> Challenge:
Can you reproduce, word for word, the part of the records that starts with the line containing "Each instance receives one keypoint. Mark the storefront sign" and continues through the end of the records?

========================

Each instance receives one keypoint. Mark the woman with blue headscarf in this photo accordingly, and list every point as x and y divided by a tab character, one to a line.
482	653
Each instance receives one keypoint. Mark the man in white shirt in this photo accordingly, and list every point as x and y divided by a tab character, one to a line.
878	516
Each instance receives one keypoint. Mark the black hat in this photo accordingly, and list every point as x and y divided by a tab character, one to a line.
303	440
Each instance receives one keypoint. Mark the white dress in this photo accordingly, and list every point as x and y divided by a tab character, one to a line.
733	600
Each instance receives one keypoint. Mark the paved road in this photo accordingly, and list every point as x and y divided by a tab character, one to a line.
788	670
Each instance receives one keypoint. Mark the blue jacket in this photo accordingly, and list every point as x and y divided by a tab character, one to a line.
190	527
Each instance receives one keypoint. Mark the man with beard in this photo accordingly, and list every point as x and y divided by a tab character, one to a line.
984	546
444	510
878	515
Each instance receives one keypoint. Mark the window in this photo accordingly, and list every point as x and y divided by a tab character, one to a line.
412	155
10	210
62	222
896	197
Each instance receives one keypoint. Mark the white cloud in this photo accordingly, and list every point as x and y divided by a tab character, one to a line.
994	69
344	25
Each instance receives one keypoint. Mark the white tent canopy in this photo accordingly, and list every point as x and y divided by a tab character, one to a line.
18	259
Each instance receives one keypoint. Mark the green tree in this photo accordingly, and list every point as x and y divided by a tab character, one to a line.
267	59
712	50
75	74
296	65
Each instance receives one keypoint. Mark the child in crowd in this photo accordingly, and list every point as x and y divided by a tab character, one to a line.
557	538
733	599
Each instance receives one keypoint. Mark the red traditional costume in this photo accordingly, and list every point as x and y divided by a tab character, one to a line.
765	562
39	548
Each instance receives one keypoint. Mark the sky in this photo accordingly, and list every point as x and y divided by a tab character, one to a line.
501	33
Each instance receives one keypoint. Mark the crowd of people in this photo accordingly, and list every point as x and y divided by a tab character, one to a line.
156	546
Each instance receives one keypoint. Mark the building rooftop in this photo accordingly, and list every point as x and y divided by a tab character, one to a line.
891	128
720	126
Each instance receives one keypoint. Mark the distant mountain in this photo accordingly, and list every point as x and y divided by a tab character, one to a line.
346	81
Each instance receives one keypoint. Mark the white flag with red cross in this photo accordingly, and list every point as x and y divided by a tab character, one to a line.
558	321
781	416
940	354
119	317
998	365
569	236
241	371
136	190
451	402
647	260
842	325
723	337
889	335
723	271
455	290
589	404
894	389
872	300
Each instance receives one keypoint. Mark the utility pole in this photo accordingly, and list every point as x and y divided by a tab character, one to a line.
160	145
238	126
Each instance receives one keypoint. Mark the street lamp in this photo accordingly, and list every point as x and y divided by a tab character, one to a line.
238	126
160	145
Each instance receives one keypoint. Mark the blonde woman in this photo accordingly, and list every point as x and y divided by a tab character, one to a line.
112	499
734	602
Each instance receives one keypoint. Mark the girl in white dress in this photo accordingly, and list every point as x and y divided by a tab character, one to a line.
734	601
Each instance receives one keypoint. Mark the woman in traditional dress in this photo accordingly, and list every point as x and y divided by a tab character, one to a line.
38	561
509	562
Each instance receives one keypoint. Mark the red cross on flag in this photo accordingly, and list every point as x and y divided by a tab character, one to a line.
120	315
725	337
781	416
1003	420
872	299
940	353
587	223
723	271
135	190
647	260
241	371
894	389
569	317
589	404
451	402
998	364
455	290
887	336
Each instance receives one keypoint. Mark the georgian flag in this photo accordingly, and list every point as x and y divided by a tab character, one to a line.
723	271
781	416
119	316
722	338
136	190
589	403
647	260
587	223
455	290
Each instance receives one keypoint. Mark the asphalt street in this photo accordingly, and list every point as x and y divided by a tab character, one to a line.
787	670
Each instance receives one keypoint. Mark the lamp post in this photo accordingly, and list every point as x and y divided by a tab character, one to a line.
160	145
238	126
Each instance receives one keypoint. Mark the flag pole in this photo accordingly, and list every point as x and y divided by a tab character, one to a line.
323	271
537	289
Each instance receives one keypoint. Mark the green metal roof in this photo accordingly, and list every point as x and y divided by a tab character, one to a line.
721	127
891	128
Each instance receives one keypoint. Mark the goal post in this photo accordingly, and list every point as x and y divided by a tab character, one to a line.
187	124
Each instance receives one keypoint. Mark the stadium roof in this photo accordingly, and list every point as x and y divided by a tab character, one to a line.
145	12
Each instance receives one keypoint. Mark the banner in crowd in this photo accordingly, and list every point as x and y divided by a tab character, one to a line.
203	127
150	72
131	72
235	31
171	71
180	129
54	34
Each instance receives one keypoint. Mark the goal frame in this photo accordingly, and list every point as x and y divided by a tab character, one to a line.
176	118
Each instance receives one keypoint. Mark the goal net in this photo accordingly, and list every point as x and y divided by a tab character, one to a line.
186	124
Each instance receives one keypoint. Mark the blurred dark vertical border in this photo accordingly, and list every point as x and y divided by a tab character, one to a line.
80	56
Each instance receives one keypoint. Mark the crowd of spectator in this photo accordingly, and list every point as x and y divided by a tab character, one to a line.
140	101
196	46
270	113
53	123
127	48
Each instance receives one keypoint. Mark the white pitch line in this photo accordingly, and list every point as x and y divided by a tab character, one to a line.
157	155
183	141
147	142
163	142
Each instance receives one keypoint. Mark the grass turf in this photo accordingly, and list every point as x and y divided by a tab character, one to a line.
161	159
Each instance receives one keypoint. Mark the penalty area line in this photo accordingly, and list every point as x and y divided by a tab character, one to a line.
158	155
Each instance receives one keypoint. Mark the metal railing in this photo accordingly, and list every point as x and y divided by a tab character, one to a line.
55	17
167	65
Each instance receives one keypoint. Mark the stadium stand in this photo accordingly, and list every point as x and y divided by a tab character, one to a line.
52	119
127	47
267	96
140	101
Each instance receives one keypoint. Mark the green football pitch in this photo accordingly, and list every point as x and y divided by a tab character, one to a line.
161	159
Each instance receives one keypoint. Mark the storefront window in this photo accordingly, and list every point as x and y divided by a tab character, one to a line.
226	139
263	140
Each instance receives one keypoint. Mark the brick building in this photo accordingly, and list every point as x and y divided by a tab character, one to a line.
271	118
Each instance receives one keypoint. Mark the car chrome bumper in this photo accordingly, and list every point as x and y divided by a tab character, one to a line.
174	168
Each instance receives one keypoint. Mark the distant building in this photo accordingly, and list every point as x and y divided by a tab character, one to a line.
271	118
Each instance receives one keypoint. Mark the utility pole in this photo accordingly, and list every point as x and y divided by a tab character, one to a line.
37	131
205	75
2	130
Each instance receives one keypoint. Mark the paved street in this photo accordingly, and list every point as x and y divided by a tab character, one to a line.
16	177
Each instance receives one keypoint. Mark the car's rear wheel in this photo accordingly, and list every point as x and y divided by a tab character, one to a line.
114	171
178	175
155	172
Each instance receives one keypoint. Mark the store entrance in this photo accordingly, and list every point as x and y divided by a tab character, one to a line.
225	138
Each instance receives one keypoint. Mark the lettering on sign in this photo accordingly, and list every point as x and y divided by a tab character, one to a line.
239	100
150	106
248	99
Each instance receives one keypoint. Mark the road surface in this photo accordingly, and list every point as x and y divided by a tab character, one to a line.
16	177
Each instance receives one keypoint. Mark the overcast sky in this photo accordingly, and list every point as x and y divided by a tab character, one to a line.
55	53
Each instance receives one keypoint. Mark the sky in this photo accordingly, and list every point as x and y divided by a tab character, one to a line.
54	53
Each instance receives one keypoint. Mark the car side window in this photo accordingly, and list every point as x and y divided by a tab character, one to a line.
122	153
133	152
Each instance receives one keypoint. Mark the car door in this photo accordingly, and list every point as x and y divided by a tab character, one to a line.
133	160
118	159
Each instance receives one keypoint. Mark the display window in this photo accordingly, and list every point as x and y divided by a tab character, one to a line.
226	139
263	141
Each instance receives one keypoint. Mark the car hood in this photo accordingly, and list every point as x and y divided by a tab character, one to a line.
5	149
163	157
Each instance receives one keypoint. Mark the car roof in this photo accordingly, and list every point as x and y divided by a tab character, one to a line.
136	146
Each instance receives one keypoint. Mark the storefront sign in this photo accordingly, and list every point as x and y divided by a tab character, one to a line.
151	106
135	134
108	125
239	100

========================

> Solved exercise:
Each instance receives one keypoint. Mark the storefront sign in this photo accordingly, and list every point as x and y divided by a tab character, one to a line.
151	106
135	134
108	125
239	100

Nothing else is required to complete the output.